- _과제 설명_
아래의 모든 항목을 빈 줄은 빼고 번호를 붙인 목록으로 바꾸어 쓰시오.

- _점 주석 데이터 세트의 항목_
▬▬▬▬▬▬
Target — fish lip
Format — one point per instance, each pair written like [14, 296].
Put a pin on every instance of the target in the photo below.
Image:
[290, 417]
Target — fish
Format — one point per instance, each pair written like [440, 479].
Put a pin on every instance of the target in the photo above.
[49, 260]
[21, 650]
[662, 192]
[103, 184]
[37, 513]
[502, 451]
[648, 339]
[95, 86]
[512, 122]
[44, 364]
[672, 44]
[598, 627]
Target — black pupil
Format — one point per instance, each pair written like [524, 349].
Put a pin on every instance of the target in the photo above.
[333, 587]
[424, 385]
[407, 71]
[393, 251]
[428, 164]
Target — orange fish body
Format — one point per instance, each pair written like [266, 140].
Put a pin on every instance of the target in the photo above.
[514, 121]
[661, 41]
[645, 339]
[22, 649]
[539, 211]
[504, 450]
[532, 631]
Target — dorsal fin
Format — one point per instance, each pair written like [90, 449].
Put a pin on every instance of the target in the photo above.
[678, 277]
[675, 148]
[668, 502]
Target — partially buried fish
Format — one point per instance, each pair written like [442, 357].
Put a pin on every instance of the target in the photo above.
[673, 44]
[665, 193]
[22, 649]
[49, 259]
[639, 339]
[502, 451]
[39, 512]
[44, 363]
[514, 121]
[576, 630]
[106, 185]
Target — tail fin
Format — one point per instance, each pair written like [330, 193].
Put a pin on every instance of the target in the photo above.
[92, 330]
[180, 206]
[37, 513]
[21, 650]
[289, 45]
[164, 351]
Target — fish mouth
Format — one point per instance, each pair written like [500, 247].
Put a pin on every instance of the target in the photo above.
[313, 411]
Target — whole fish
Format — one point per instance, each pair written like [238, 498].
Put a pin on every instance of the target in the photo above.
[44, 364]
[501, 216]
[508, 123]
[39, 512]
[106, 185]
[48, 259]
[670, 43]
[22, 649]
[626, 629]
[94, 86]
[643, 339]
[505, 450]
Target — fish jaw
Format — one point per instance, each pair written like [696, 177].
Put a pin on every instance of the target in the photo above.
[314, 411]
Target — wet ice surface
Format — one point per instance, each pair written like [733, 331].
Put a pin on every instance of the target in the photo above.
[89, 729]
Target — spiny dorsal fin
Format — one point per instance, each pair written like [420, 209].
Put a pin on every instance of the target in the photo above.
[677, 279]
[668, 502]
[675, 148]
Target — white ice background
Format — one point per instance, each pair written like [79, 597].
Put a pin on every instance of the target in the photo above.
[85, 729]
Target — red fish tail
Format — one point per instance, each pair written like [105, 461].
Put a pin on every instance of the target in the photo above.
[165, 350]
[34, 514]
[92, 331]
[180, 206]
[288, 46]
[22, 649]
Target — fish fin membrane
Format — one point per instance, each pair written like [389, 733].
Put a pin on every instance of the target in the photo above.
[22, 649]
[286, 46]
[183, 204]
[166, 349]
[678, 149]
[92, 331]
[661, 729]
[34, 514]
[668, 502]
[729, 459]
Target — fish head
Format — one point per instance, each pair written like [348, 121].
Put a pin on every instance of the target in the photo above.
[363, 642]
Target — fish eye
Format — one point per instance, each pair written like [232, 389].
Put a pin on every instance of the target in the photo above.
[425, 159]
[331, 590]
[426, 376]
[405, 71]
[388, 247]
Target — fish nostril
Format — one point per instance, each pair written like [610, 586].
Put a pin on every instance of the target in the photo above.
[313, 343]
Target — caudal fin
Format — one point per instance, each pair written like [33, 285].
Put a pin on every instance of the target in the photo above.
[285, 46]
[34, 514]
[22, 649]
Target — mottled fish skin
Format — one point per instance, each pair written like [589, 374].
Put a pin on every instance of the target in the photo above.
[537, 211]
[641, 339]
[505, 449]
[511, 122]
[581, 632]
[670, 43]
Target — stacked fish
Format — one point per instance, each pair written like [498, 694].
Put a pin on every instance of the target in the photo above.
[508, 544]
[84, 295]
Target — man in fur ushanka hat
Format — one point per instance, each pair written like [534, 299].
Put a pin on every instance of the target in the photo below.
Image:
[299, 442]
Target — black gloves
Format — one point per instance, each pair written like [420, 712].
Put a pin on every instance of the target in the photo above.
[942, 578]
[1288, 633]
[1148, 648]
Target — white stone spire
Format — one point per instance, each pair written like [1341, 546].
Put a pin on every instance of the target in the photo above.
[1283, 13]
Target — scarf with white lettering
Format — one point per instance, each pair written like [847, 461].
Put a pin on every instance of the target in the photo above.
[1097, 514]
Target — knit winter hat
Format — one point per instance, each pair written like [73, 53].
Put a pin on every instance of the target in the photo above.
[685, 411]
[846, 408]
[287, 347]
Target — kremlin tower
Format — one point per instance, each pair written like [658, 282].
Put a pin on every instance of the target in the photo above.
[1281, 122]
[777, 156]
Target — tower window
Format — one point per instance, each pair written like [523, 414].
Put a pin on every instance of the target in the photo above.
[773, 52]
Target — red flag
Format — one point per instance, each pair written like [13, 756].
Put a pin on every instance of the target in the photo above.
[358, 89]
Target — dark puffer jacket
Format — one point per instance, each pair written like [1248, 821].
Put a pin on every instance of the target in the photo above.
▬▬▬▬▬▬
- _풀이_
1. Target — fish lip
2. Format — one point per instance, each pair written like [14, 296].
3. Put a pin on every instance of the target in the photo below.
4. Image:
5. [290, 417]
6. Target — fish
7. Format — one point per instance, each pair written like [440, 479].
8. Put a pin on every instance of the target in the photo above.
9. [49, 260]
10. [21, 650]
11. [662, 192]
12. [103, 184]
13. [37, 513]
14. [502, 451]
15. [648, 339]
16. [95, 86]
17. [512, 122]
18. [44, 364]
19. [672, 44]
20. [598, 627]
21. Target — black pupil
22. Format — one point per instance, each pair written like [524, 349].
23. Put a pin on every instance of the target in the photo above.
24. [333, 587]
25. [424, 385]
26. [407, 71]
27. [393, 251]
28. [428, 164]
29. Target — orange fish body
30. Format — one point per instance, each pair written like [266, 140].
31. Put a pin on every instance of the target in the photo above.
32. [514, 121]
33. [661, 41]
34. [645, 339]
35. [22, 649]
36. [539, 211]
37. [504, 450]
38. [532, 631]
39. Target — dorsal fin
40. Format — one point per instance, each pair written like [90, 449].
41. Put a pin on every instance of the target in the photo above.
42. [678, 277]
43. [675, 148]
44. [668, 502]
45. Target — partially buried fish
46. Format — one point per instance, each pair written like [442, 357].
47. Put a pin on every instance of the target in the photo above.
48. [673, 44]
49. [665, 193]
50. [22, 649]
51. [49, 259]
52. [639, 339]
53. [502, 451]
54. [39, 512]
55. [44, 363]
56. [514, 121]
57. [576, 630]
58. [106, 185]
59. Target — tail fin
60. Format — one point per instance, each pair written like [330, 193].
61. Put a pin on every instance of the target in the photo above.
62. [92, 330]
63. [180, 206]
64. [37, 513]
65. [21, 650]
66. [289, 45]
67. [164, 351]
68. Target — fish mouth
69. Format — one point per instance, each pair written like [500, 247].
70. Put a pin on every instance of the target in the photo above.
71. [313, 411]
72. Target — whole fish
73. Format — one point per instance, each pair written like [238, 498].
74. Put a pin on every instance of the target in the photo above.
75. [44, 364]
76. [501, 216]
77. [508, 123]
78. [39, 512]
79. [106, 185]
80. [48, 259]
81. [670, 43]
82. [22, 649]
83. [626, 629]
84. [94, 86]
85. [643, 339]
86. [505, 450]
87. Target — fish jaw
88. Format — one point per instance, each pair written like [696, 177].
89. Put a pin on every instance of the target in the photo above.
90. [314, 411]
91. Target — wet ice surface
92. Format — one point per instance, each pair written like [733, 331].
93. Put a pin on every instance of the target in the photo above.
94. [89, 729]
95. Target — spiny dorsal fin
96. Format — one point per instance, each pair written like [420, 209].
97. Put a pin on every instance of the target in the photo above.
98. [677, 279]
99. [668, 502]
100. [675, 148]
101. Target — white ice background
102. Format — one point per instance, each pair written like [79, 597].
103. Put a pin on every instance of the target in the photo above.
104. [85, 729]
105. Target — red fish tail
106. Format — one point per instance, each pair written like [105, 461].
107. Put a pin on every instance of the target in the photo above.
108. [165, 350]
109. [34, 514]
110. [92, 331]
111. [180, 206]
112. [288, 46]
113. [22, 649]
114. Target — fish fin membrane
115. Format — one point per instance, each pair written like [389, 733].
116. Put a pin on every instance of the target in the photo above.
117. [22, 649]
118. [286, 46]
119. [183, 204]
120. [166, 349]
121. [678, 149]
122. [92, 331]
123. [661, 729]
124. [34, 514]
125. [668, 502]
126. [729, 459]
127. Target — fish head
128. Format — one point per instance, each pair written like [348, 121].
129. Put a pin on every instance of the target in the photo above.
130. [363, 642]
131. Target — fish eye
132. Format — one point per instance, each pair written like [232, 389].
133. Put a pin on every instance of the target in the photo above.
134. [425, 159]
135. [331, 590]
136. [426, 376]
137. [405, 71]
138. [388, 247]
139. Target — fish nostril
140. Format — one point per instance, each pair written like [610, 586].
141. Put a pin on every instance of the target in the photo above.
142. [313, 343]
143. Target — caudal fin
144. Format — one point per instance, each pair written like [33, 285].
145. Put a pin on every instance of the target in the photo above.
146. [285, 46]
147. [34, 514]
148. [22, 649]
149. Target — mottled fish skin
150. Format — one point per instance, each pair written like [589, 374].
151. Put a pin on every instance of the target in the photo above.
152. [537, 211]
153. [641, 339]
154. [505, 449]
155. [511, 122]
156. [581, 632]
157. [670, 43]
158. Target — stacked fish
159. Format — one point per instance, each pair written like [498, 694].
160. Put a pin on every instance of the target in the photo above.
161. [508, 544]
162. [84, 295]
163. Target — man in fur ushanka hat
164. Format — one point per instance, each pair written like [534, 299].
165. Put a pin on every instance of the target in the photo below.
166. Image:
167. [299, 442]
168. Target — black gloves
169. Format — one point per instance, each pair written like [420, 712].
170. Put a pin on every instance of the target in the photo above.
171. [942, 578]
172. [1288, 633]
173. [1148, 648]
174. Target — white stone spire
175. Format — one point per instance, each pair written like [1341, 546].
176. Put a pin on every instance of the target in the photo above.
177. [1283, 13]
178. Target — scarf with white lettering
179. Format — one point per instance, each pair written like [847, 461].
180. Put a pin on every instance of the target in the photo above.
181. [1097, 514]
182. Target — knit winter hat
183. Format — one point per instance, each pair written like [73, 53].
184. Put a pin on every instance of the target in the photo above.
185. [685, 411]
186. [846, 408]
187. [287, 347]
188. Target — kremlin tower
189. Format — one point per instance, each pair written like [658, 282].
190. Put a pin on every instance of the target in the photo above.
191. [1281, 122]
192. [777, 156]
193. Target — tower window
194. Format — one point per instance, each pair written like [523, 414].
195. Put a pin on every instance of the target in the photo above.
196. [773, 52]
197. Target — red flag
198. Format — one point per instance, each pair written like [13, 756].
199. Put a pin on every instance of the target in the photo above.
200. [358, 89]
201. Target — dark puffer jacket
202. Format — one point per instance, each pair written like [1248, 821].
203. Put a pin on every instance of the target in the photo above.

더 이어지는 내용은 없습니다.